_Goal:_
Please reproduce every row below, replacing "shelf-layout reference" with "storefront survey" wherever it occurs and leaving everything else unchanged. Omit the pictures from your copy.

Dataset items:
________________
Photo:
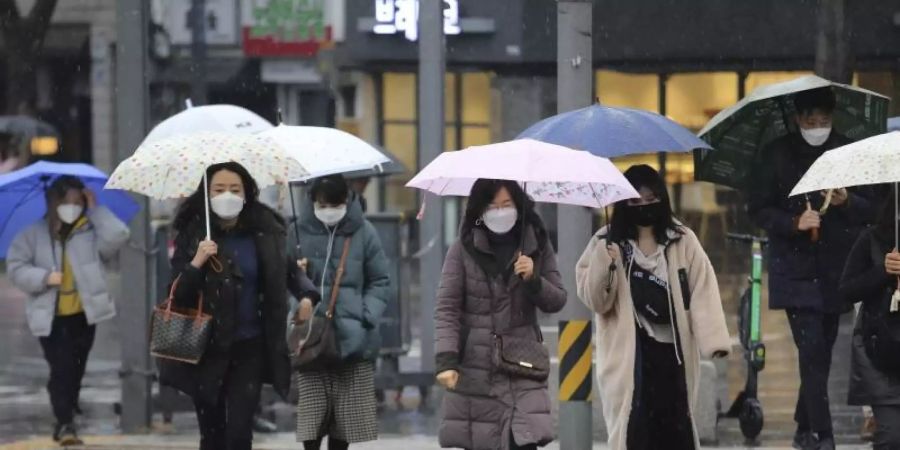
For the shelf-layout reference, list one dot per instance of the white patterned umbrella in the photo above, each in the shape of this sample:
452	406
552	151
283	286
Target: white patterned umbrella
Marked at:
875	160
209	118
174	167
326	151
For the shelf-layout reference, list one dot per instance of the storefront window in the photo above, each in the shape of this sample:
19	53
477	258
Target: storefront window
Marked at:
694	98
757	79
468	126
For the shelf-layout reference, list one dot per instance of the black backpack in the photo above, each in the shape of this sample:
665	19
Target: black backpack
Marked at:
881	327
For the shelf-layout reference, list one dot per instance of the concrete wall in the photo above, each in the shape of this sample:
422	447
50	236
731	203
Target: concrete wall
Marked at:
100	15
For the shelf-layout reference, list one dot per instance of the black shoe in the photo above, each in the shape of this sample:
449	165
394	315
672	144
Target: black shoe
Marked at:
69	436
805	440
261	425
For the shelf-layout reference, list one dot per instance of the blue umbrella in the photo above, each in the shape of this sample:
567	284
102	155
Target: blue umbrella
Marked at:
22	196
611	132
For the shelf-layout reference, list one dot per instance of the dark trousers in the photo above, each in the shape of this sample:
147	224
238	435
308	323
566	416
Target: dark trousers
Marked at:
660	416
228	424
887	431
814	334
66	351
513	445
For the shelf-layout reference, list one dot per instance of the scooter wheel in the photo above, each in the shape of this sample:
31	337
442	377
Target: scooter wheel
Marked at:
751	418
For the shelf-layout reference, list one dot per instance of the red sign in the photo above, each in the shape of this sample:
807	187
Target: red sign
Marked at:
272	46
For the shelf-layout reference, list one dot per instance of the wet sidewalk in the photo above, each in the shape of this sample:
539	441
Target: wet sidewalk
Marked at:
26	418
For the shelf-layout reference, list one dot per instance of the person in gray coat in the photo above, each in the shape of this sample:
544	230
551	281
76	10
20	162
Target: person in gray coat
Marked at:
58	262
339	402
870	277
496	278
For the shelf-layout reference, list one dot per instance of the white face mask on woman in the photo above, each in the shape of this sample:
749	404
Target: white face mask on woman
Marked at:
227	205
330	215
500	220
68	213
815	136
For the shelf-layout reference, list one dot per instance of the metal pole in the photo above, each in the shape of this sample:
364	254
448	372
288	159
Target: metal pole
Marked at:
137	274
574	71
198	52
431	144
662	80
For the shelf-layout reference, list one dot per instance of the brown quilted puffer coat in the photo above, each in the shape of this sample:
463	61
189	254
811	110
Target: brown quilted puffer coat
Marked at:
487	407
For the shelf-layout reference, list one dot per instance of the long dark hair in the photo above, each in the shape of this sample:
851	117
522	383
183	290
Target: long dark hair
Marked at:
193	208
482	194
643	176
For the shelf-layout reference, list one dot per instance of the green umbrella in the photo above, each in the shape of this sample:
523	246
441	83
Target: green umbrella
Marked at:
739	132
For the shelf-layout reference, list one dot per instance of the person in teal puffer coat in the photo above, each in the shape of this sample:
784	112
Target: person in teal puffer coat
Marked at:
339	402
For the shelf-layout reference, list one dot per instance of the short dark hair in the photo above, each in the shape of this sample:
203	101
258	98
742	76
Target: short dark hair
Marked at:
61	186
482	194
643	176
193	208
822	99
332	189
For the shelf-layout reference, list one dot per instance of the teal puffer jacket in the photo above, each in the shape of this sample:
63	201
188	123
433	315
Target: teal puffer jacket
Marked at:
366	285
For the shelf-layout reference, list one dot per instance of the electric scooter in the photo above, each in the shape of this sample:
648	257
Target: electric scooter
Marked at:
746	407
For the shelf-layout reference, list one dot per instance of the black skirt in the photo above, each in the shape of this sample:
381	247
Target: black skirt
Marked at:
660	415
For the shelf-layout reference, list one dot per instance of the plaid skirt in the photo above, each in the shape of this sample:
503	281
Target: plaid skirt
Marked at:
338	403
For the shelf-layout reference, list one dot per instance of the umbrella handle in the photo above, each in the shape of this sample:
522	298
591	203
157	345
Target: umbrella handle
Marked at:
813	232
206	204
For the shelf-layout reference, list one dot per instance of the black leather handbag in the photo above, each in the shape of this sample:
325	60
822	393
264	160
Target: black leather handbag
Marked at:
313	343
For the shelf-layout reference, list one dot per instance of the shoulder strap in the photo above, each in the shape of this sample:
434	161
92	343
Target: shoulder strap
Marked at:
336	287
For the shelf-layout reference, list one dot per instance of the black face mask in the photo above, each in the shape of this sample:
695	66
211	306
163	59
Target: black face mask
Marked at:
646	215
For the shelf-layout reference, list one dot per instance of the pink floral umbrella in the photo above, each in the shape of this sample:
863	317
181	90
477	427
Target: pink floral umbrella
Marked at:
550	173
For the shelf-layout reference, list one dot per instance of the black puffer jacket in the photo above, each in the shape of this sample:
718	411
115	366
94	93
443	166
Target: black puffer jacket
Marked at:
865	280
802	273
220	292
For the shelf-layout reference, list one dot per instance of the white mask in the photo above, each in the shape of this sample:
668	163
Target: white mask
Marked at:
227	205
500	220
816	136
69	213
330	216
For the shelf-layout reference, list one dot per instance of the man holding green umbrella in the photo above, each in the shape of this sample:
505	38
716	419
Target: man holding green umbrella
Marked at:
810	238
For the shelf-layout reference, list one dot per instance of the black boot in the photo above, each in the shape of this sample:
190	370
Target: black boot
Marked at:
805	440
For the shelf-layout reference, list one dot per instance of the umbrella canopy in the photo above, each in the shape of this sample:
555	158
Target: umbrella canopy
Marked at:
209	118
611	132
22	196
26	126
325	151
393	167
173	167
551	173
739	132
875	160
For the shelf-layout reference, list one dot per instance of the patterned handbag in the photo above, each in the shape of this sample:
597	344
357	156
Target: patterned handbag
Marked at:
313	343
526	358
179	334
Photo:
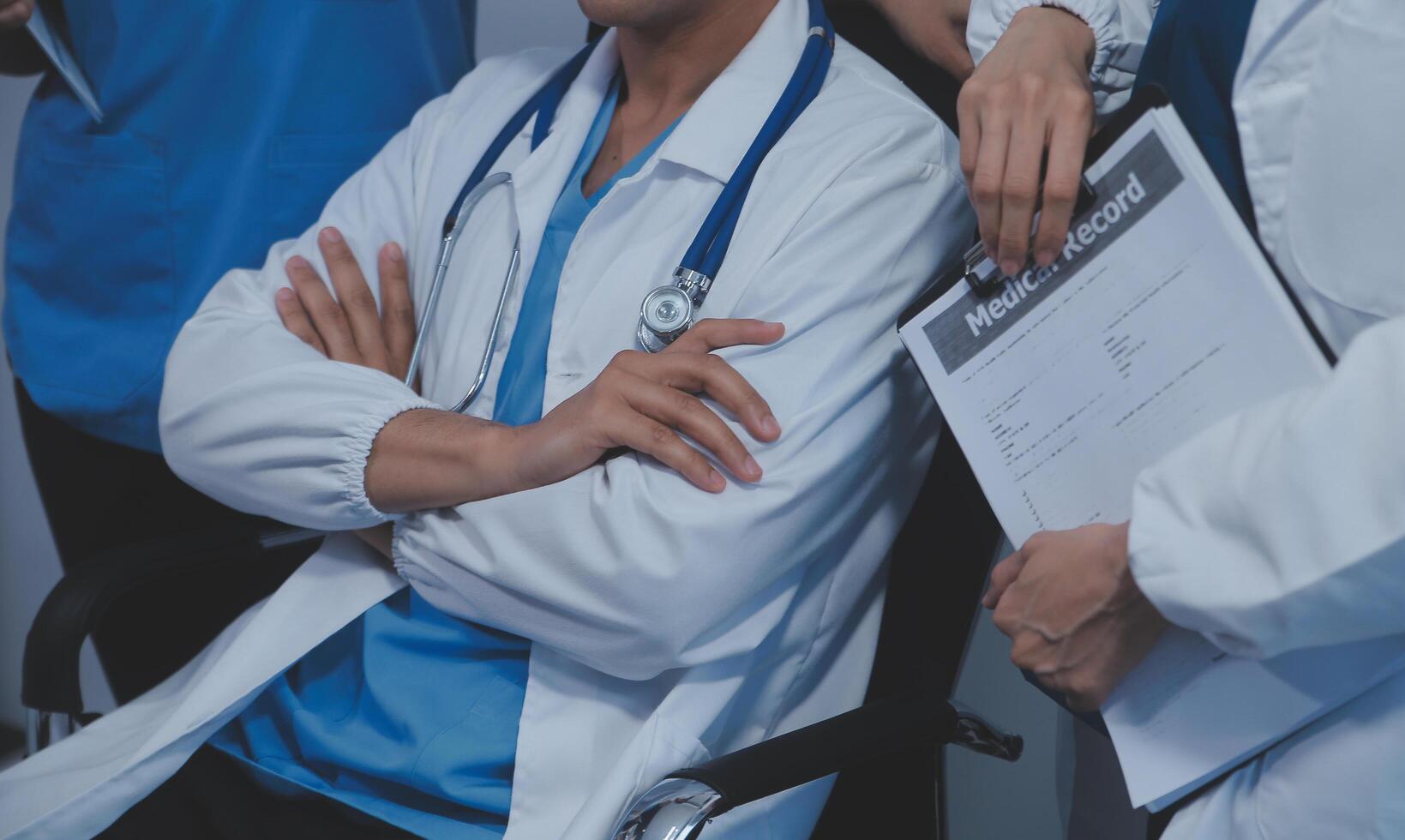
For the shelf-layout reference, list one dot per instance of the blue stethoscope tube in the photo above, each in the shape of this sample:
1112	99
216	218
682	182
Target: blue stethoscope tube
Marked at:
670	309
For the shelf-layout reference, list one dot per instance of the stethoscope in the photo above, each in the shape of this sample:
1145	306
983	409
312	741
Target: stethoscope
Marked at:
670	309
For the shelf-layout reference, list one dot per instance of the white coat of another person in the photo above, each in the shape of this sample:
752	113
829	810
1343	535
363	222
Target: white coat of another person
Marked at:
________________
_Written reply:_
Photo:
For the storefront survey, list one dot per instance of the white patterned umbrella in the photo above, each in the shape of this sample:
452	406
552	151
283	286
Target: white patterned umbrella
Marked at:
875	160
209	118
174	167
326	151
For the storefront survey, list one dot per instance of the storefront window in the photo above, each in the shape of this sample:
19	53
477	258
Target: storefront window
Marked at:
694	98
757	79
468	126
For the storefront survey, list one dot per instance of the black backpack in the photo above, each in the shape of this sample:
665	19
Target: black backpack
Marked at:
881	327
For the storefront survey, list one dot per instance of the concrete wall in the photo above, each in the shape of this sample:
422	447
50	236
731	203
Target: concrete wall
Marked at:
100	15
For the storefront survey, list one dot per instance of the black shoe in the photo above, each in the shape of this sample:
449	165
394	315
672	144
Target: black shoe
Marked at:
69	436
805	440
261	425
For the storefront survey, list one dot per instance of the blue umbrella in the photo above, each in the shape of this sample:
567	284
102	155
Target: blue umbrella
Marked at:
22	196
611	132
For the storefront survey, list one dot per instance of the dark trousers in the photo above, each in the shape of this sample:
147	224
238	435
308	323
566	416
Target: dark trousers
Marked at:
660	416
228	424
887	431
814	334
66	351
513	445
For the storefront survey, list one dot per instance of the scooter wheel in the photo above, each in the shape of this sample:
31	337
442	377
Target: scooter wheel
Marked at:
751	418
For the storefront survey, list one dot per instance of the red sign in the photo above, each in the shape of this sample:
807	187
Target: red sign
Marked at:
272	46
For the storefront survey, list one dot per instance of the wet sidewalk in the photo above, each in the shape of this sample:
539	441
Target: wet sidewalk
Marked at:
26	418
For the storefront survey, list one dot per instance of the person in gray coat in the photo above, each in the shape of this sample:
544	230
551	281
76	10
20	162
Target: person in gray coat
Marked at:
58	262
339	402
870	277
496	278
For the storefront survey, list one dot per instance of the white face mask on woman in the photo above, each in the shape of this sample:
749	404
Target: white face mask on woman
Marked at:
227	205
330	215
500	220
68	213
815	136
For the storefront survey, list one dot per instance of the metal pole in the photo above, each in the shape of this sample:
364	254
448	372
288	159
Target: metal pole
Marked at:
137	274
574	71
198	52
431	144
662	80
For the storefront survey, list one dot per instance of the brown quilted puffer coat in the photo above, each in the shape of this sample:
463	61
189	254
811	110
Target: brown quilted puffer coat
Marked at:
487	407
For the storefront survey, list one dot per instance of the long dark hair in the photo above, each in the shape of this sample:
851	117
522	383
183	290
Target: long dark hair
Marked at:
193	208
482	194
643	176
For the storefront survey, list one dot per instance of the green umbrella in the photo above, each in the shape of this sample:
523	246
441	83
Target: green umbrella
Marked at:
739	132
For the storefront survey, list one dot per instance of the person in teal puffer coat in the photo above, each in the shape of this sample:
784	112
Target: person in teal puffer coat
Marked at:
339	402
For the storefront survey, list one dot per instance of the short dark hair in the photo above, each in the shape of this sample:
203	101
258	98
742	76
Target: short dark hair
Marked at:
61	186
482	194
643	176
193	208
822	99
332	189
For the storefront survey, list one dot per instance of the teal puffer jacket in the photo above, each in the shape of this sample:
63	201
188	123
433	315
Target: teal puffer jacket
Marked at:
366	285
For the storefront survey, list one dot per instance of the electric scooter in the photo above, each in the shape of this sample:
648	257
Target: electric scooter
Marked at:
746	407
For the storefront survey, list one dot per instance of the black skirt in the photo above, each in the shape of this sample:
381	247
Target: black skirt
Marked at:
660	415
For the storefront survey, list one dot per instance of the plaid skirt in the photo above, each in the shape of this sample:
503	281
Target: plaid skirt
Marked at:
338	403
For the storefront survey, list one dot per instance of the umbrella handle in the photo above, each in the shape of this sample:
522	298
591	203
157	345
Target: umbrella handle
Marked at:
813	232
206	204
For the storefront survey, list one dot per instance of the black leather handbag in the photo above, each in the shape of this sample:
325	60
822	393
264	160
Target: black leather handbag
Marked at:
313	343
For the storefront survey, list one dot per instance of the shoulder strap in the photo above, each in the shape of this sample:
434	161
92	343
Target: shoulder strap
Marked at:
336	287
For the storefront survey, list one dot per instance of the black face mask in the photo above, each in the shape of this sample:
695	66
211	306
163	59
Target: black face mask
Marked at:
646	215
For the storefront survey, list one dot per instance of the pink floral umbrella in the photo above, each in the shape of this sample:
863	317
181	90
477	427
Target: pink floral umbrella
Marked at:
550	173
For the storefront survey, list one dot per instance of the black puffer jacket in the photo above, each in the shape of this sample:
718	411
115	366
94	93
443	166
Target: black puffer jacket
Marked at:
865	280
802	273
220	292
For the storefront survey, list one dot per instance of the white mask in the photo above, each in the shape of this sample:
668	163
Target: white mask
Marked at:
227	205
500	220
816	136
69	213
330	216
For the storefront survey, list one dot per instance of the man holding green umbrella in the photo above, each in the shape of this sample:
505	38
716	419
Target: man holding green umbrella
Marked at:
810	238
For the storefront survey, list one dot per instance of the black boot in the photo above, each in the shape of this sample:
190	370
Target: black boot
Marked at:
805	440
For the storefront survey, list one dot per instance of the umbrella canopy in the photo above, each in the shape of this sample:
555	158
Target: umbrella canopy
Marked at:
209	118
611	132
22	196
26	126
325	151
393	167
173	167
551	173
739	132
875	160
For the storefront survey, list one dot per instance of the patterned handbag in the photo above, each in the shape of this sample:
597	344
357	156
Target: patterned handbag
Marked at:
313	343
526	358
179	334
Photo:
For the storefront survey, list one dot per instance of the blue stethoscope tube in the photo above, each in the shape of this sample:
1112	99
216	218
682	182
Target: blue stethoscope tube
Marked at:
670	309
For the storefront survey, list one dot per instance of the stethoscope in the photo above, each in the shape of this sample:
1145	306
983	409
312	741
Target: stethoscope
Marked at:
670	309
For the storefront survey, list one dot per instance of the white coat of another person in the photo above, each in the shape of this sample:
752	113
829	810
1343	535
363	222
Target: white coat of another person
Marked at:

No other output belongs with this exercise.